* Data records
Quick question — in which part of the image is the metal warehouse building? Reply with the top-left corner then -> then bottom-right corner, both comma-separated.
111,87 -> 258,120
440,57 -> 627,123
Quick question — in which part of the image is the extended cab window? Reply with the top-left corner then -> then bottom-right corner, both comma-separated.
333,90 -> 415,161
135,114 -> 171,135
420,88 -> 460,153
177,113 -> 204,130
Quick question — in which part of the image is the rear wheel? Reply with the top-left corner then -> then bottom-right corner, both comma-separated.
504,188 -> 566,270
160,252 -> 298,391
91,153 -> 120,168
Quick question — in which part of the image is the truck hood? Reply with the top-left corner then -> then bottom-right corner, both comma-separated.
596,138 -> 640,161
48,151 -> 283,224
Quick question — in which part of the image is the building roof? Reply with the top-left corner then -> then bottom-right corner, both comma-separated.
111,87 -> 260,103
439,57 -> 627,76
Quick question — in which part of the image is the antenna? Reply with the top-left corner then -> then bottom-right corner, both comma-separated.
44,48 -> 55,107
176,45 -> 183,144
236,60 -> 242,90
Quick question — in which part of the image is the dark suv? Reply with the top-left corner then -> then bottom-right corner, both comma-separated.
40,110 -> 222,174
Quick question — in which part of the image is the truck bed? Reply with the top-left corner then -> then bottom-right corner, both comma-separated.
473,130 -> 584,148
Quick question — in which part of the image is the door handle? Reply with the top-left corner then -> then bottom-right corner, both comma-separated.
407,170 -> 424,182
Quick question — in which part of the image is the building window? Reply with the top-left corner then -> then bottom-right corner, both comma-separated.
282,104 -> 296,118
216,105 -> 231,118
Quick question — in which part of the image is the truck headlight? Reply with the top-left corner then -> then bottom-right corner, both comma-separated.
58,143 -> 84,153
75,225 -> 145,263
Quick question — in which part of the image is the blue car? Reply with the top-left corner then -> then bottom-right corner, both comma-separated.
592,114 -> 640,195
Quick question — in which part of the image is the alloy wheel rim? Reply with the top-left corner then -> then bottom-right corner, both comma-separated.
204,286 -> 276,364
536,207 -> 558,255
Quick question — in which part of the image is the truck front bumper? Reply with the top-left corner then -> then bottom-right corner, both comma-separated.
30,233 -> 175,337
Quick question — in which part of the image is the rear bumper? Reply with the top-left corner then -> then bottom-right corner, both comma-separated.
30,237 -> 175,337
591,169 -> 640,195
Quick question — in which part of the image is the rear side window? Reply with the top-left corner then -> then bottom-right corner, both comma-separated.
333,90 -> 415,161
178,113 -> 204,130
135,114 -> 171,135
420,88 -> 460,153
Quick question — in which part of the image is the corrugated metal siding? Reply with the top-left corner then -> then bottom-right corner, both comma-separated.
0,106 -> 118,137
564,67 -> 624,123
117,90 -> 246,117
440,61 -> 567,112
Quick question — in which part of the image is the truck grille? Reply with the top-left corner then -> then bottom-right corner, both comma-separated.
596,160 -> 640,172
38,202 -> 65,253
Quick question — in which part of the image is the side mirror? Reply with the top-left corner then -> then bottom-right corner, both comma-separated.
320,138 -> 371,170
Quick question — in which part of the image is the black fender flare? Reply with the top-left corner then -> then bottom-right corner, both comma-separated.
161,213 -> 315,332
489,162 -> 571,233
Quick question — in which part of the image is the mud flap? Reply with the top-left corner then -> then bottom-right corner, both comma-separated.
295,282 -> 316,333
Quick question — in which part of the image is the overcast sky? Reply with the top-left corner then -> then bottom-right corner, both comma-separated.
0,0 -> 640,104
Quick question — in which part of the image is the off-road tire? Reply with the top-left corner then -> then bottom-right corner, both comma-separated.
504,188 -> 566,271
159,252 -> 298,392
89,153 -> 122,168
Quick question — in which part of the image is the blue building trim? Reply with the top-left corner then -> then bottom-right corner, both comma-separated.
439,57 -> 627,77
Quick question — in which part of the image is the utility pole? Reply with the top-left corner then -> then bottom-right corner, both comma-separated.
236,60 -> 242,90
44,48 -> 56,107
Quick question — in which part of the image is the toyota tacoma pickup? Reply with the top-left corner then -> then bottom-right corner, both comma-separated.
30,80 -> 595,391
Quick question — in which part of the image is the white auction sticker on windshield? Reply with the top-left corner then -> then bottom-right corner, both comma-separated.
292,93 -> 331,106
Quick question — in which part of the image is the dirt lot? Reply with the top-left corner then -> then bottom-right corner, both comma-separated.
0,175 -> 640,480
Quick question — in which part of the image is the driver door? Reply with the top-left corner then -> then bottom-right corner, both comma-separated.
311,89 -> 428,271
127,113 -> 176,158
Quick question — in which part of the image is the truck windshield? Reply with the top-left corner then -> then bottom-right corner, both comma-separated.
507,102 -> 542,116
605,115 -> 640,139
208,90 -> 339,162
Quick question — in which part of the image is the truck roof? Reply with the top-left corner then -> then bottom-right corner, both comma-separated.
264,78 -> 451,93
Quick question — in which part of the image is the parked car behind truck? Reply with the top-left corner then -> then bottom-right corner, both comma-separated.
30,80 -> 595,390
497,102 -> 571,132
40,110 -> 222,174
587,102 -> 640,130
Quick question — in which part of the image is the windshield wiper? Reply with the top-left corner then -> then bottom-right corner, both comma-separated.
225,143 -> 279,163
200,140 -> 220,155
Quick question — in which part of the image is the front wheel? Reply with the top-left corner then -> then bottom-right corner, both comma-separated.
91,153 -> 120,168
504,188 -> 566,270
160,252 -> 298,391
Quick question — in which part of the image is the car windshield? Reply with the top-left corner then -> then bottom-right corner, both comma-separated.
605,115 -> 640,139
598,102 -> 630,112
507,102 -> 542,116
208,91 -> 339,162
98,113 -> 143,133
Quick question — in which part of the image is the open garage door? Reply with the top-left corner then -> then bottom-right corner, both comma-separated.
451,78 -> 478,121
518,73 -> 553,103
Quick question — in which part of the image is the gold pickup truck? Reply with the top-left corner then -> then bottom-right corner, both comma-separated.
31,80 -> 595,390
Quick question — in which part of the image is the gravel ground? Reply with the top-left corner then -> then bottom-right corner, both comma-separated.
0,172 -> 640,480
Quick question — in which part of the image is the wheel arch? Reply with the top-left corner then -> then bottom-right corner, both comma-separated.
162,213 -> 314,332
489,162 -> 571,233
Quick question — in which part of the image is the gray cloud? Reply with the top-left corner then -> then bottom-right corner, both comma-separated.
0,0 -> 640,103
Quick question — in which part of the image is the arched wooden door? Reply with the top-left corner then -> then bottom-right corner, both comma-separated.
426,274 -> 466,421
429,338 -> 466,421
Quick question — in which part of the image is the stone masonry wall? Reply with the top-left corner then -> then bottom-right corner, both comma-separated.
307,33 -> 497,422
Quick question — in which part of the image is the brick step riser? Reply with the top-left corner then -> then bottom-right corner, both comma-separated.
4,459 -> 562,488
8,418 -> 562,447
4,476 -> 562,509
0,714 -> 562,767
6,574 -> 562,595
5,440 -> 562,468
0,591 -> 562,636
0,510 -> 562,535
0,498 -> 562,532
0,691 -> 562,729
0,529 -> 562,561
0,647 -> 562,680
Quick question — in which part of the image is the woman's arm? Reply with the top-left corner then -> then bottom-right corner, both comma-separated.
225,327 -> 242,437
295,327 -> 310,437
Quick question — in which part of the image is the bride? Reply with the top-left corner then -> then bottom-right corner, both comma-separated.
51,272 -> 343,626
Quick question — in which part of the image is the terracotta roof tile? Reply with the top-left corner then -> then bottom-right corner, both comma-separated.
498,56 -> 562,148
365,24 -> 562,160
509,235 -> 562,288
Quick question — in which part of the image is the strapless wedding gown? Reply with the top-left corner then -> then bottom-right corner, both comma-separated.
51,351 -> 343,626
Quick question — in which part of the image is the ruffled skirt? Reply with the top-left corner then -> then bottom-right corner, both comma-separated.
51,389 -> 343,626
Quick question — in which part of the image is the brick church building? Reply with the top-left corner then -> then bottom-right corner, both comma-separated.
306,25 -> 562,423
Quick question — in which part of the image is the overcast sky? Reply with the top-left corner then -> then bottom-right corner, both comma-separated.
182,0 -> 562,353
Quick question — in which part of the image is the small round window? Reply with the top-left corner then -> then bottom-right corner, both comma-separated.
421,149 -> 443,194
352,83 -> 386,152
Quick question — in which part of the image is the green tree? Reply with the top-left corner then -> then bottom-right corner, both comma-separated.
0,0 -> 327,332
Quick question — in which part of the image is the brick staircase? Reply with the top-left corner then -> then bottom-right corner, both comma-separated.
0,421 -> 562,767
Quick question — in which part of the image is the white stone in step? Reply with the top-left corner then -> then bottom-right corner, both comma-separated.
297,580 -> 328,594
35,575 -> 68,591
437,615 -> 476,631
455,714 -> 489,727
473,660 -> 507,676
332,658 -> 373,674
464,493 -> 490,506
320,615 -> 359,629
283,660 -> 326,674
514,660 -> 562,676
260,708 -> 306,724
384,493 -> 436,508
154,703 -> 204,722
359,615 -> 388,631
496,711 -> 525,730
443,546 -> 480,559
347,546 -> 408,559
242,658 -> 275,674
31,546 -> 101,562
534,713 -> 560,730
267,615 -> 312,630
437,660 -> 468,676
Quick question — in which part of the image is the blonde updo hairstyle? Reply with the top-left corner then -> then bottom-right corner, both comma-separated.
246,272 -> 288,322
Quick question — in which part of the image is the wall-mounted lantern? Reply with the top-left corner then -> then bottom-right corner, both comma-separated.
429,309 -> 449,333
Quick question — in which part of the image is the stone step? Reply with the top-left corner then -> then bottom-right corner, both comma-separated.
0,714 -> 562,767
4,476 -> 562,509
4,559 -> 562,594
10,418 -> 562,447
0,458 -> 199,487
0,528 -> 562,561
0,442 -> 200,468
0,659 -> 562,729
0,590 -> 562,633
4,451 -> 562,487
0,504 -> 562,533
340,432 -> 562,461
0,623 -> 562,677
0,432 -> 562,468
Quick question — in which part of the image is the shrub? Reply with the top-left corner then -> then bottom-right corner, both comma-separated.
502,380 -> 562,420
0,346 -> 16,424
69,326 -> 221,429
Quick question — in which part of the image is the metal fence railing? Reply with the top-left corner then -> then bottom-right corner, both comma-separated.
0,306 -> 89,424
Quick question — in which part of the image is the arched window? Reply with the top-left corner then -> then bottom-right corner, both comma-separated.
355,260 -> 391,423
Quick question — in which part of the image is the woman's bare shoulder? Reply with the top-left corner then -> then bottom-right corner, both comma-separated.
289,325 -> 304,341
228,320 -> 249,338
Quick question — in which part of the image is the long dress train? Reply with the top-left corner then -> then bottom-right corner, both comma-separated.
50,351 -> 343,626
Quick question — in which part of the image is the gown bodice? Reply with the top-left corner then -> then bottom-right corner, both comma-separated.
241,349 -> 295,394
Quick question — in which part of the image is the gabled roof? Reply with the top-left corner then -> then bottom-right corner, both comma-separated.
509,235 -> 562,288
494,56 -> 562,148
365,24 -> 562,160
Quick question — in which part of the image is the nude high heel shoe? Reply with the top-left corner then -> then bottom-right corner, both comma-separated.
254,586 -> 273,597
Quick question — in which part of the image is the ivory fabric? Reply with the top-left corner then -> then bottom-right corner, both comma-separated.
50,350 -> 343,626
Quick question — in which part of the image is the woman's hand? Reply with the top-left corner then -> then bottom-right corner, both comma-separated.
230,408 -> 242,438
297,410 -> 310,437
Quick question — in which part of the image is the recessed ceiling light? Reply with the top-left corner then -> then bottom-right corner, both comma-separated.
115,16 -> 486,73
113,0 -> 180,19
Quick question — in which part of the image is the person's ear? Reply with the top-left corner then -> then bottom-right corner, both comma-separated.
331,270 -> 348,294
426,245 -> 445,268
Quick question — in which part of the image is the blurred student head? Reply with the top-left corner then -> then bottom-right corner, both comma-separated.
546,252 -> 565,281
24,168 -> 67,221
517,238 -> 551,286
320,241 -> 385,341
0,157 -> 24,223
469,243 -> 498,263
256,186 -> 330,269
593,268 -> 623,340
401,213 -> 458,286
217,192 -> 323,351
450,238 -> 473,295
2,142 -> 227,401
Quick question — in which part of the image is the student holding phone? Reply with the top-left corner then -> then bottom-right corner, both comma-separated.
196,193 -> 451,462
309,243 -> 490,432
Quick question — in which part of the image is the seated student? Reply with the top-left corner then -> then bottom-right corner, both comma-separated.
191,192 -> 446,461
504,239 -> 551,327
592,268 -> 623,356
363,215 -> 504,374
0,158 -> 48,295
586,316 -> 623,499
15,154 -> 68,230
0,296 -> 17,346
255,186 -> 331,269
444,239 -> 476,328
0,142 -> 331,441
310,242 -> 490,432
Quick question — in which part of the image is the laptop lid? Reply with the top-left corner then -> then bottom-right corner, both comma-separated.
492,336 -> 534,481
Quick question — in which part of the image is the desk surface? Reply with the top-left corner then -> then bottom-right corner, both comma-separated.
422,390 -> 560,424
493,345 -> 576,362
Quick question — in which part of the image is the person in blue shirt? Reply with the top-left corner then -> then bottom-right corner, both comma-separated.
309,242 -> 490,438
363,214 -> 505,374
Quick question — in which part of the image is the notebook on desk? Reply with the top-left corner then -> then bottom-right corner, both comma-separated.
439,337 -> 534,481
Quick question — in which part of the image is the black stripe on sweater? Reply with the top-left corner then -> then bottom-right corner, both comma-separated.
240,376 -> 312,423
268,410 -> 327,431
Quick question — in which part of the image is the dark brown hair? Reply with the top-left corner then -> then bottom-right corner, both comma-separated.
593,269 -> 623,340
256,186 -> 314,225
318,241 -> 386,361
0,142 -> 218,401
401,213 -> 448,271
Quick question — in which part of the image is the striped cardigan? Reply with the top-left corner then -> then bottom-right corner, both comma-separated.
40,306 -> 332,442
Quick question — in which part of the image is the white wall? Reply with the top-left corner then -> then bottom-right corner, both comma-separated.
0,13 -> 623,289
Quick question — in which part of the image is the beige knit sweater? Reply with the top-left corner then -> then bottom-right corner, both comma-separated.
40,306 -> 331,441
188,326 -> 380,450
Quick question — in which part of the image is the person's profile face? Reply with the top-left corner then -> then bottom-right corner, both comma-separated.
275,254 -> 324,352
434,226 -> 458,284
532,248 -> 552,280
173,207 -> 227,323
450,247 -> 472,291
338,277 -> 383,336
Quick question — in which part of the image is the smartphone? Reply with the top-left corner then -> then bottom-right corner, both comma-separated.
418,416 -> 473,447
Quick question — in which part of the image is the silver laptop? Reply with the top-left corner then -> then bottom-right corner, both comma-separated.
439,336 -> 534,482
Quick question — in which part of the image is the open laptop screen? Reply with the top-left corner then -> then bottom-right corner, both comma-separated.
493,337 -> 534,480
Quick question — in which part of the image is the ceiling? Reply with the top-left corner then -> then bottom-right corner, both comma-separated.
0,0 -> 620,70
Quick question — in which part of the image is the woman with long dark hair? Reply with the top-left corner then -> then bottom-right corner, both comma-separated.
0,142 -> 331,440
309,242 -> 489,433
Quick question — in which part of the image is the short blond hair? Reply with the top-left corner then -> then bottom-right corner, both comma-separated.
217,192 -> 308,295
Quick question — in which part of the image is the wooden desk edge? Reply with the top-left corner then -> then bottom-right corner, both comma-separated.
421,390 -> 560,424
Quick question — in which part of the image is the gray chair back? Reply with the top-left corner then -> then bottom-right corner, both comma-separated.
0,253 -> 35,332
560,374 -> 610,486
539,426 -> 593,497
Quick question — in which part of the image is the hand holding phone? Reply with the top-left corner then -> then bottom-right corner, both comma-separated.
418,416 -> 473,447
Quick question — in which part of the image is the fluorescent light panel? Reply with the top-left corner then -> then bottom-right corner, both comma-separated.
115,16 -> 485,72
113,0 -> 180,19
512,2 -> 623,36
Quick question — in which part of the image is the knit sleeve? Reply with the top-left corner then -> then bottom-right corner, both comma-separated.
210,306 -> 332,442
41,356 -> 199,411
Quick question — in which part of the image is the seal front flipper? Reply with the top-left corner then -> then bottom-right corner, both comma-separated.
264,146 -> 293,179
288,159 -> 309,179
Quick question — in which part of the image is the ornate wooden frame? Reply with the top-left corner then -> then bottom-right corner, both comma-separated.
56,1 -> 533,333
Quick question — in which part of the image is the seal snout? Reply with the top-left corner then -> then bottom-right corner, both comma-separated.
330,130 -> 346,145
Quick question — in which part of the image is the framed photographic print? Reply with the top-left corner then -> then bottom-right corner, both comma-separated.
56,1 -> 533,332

* Task
Copy out, without any change, the part of the lines above that opens with the line containing "is the front" and closes with the line containing "0,172 -> 640,480", including both of those lines.

* The completed task
Quick question — in which part of the image is the front wheel? Reply with the top-left corner then -> then bottom-right corner, both comma-separated.
91,153 -> 120,168
504,188 -> 566,270
160,252 -> 298,391
Quick question — in which part of the image is the car windshield? Reply with the top-left corner then -> then bottom-right corner, both comma-separated.
605,115 -> 640,139
598,102 -> 630,112
507,102 -> 542,116
208,91 -> 339,162
98,113 -> 143,133
Quick question — in which part of the image is the open garage door? Reply with the top-left corner then -> then bottom-right corner, both comma-separated.
451,78 -> 478,121
518,73 -> 553,103
Quick question — in which part of the image is the gold pickup truck? Reply with the top-left corner then -> then bottom-right corner, both comma-separated.
31,80 -> 595,390
Quick question — in which part of the image is the gravel ground? Reply with the top-left corner then -> then bottom-right corner, both comma-separated.
0,172 -> 640,480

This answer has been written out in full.